Structural temporary works encompass scaffolding systems, formwork, falsework, propping systems, and temporary bridges or platforms. These systems must be designed to support construction loads, including dead loads, live loads, wind loads, and dynamic loads from construction equipment. The design process requires consideration of load combinations, stability analysis, and connection design to ensure safety throughout the construction period.
In Singapore’s context, structural temporary works must also account for tropical weather conditions. The design wind speed for temporary structures varies based on the exposure period and importance of the structure. Typhoon conditions, though rare, must be considered for long-term temporary works. Additionally, the high rainfall intensity in Singapore necessitates proper drainage design and consideration of water accumulation on horizontal surfaces.
The interface between temporary and permanent works requires careful coordination and design integration. Temporary works often impose loads on partially completed permanent structures, requiring analysis of the permanent works in their temporary condition. Cast-in items for temporary works support, such as anchors, brackets, and embedments, must be designed considering both temporary and permanent load conditions.
Earth Retaining Stabilising Systems (ERSS) represent a fundamental category of temporary works essential for deep excavation projects in Singapore’s urban environment. These systems are designed to provide lateral support to vertical or near-vertical excavated soil faces, preventing collapse and controlling ground movements to protect adjacent structures and infrastructure. The selection and design of ERSS depend on various factors including soil conditions, groundwater levels, excavation depth, proximity to existing structures, and construction methodology.
Singapore’s rapid urban development and limited land area have necessitated increasingly deep excavations for basements, underground transportation systems, and utility tunnels. ERSS designs must address the complex interaction between soil, groundwater, and structures while maintaining strict movement control criteria. The typical allowable ground settlement adjacent to excavations in Singapore ranges from 10mm to 25mm, depending on the sensitivity of nearby structures and utilities.

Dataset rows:
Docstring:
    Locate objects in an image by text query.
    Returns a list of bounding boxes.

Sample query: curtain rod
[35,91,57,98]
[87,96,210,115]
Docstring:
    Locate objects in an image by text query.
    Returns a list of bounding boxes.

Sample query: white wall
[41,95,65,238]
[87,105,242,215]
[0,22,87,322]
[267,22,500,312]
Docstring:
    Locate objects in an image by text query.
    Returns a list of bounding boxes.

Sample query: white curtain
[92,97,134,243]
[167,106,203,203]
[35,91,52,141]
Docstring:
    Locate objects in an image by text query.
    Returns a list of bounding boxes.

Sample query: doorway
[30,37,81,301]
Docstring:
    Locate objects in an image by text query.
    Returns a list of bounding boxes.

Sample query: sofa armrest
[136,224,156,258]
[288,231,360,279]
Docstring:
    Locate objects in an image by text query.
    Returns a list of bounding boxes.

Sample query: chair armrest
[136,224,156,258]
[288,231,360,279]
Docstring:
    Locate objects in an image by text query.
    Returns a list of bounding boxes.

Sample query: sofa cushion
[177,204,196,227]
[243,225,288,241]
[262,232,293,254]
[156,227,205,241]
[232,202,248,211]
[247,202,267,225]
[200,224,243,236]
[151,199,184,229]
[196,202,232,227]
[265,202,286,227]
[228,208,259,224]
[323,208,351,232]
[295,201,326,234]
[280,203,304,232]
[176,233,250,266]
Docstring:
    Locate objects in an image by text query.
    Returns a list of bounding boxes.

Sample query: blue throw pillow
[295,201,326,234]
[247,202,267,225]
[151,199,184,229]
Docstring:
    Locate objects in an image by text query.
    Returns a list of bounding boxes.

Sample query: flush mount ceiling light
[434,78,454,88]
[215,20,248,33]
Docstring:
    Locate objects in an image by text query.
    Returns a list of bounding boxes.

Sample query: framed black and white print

■ Work instructions ■
List the factors that, according to the temporary works passage above, the selection and design of ERSS depend on.

■ Reply to the task ■
- Soil conditions
- Groundwater levels
- Excavation depth
- Proximity to existing structures
- Construction methodology